Packing is based on the idea of having fragments of A and B in a more friendly way arranged in memory. The goal for now is not having to access the memory using a big offset like we are doing with K and N. To do that we need a couple functions, one to pack A and one to pack B

void packA(float *A, int tile_size_M, int tile_size_K, int i_begin, int k_begin, int i_end, int k_end, int M, int K, float *packed_A)
{
  for (int i = 0; i < tile_size_M; i++)
  {
    for (int k = 0; k < tile_size_K; k++)
    {

      int ii = i_begin + i;
      int kk = k_begin + k;

      if (ii < M && kk < K)

PARTS OF THE EXERCISE:
**1.** How many functions does the passage on matrix packing say are needed, and what does each one pack?
**2.** Extend the passage on matrix packing from where it stops.

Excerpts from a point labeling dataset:
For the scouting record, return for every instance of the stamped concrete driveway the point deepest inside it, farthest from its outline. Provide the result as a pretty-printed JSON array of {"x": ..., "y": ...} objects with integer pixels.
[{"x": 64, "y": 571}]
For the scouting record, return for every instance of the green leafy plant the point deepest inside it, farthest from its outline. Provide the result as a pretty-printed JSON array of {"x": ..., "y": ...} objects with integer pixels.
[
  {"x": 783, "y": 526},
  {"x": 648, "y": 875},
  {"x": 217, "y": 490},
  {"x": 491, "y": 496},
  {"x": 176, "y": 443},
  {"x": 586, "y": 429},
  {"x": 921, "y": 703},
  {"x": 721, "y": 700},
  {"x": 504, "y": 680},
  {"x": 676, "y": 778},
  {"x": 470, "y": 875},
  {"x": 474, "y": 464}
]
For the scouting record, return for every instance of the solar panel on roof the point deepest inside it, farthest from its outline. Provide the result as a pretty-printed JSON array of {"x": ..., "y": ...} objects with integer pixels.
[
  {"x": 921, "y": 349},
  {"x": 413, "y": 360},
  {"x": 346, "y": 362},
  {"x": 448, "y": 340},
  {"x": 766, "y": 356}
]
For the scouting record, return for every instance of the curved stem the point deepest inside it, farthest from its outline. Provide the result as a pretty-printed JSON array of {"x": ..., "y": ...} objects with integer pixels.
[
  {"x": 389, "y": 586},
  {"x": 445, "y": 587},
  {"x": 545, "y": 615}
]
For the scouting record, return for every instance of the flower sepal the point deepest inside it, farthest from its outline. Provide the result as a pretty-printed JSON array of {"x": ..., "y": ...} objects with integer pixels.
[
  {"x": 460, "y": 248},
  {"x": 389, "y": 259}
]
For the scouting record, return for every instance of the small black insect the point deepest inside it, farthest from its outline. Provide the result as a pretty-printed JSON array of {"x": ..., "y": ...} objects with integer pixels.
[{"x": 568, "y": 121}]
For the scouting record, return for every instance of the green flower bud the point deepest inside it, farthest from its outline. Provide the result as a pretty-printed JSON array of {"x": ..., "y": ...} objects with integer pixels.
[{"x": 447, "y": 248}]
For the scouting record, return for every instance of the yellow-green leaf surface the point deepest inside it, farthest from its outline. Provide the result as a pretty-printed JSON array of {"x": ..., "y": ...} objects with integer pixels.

THE RESULTS:
**1.** Two functions: one packs A and the other packs B.

**2.**
      {
        packed_A[i * tile_size_K + k] = A[(ii * K) + kk];
      }
      else
      {
        packed_A[i * tile_size_K + k] = 0.0f;
      }
    }
  }
}

void packB(float *B, int tile_size_N, int tile_size_K, int j_begin, int k_begin, int j_end, int k_end, int K, int N, float *packed_B)
{
  for (int k = 0; k < tile_size_K; k++)
  {
    for (int j = 0; j < tile_size_N; j++)
    {

      int kk = k_begin + k;
      int jj = j_begin + j;

      if (kk < K && jj < N)
      {
        packed_B[k * tile_size_N + j] = B[(kk * N) + jj];
      }
      else
      {
        packed_B[k * tile_size_N + j] = 0.0f;
      }
    }
  }
}

The buffers where we are storing those pieces of A and B will be the same size of a tile for convenience. Now that all of our memory is contiguous we need to change the kernel to access the data correctly:

inline void ukernel(int lda, int ldb, int ldc, int i_end, int j_end, int k_end, float alpha, float *A, float *B, float *C)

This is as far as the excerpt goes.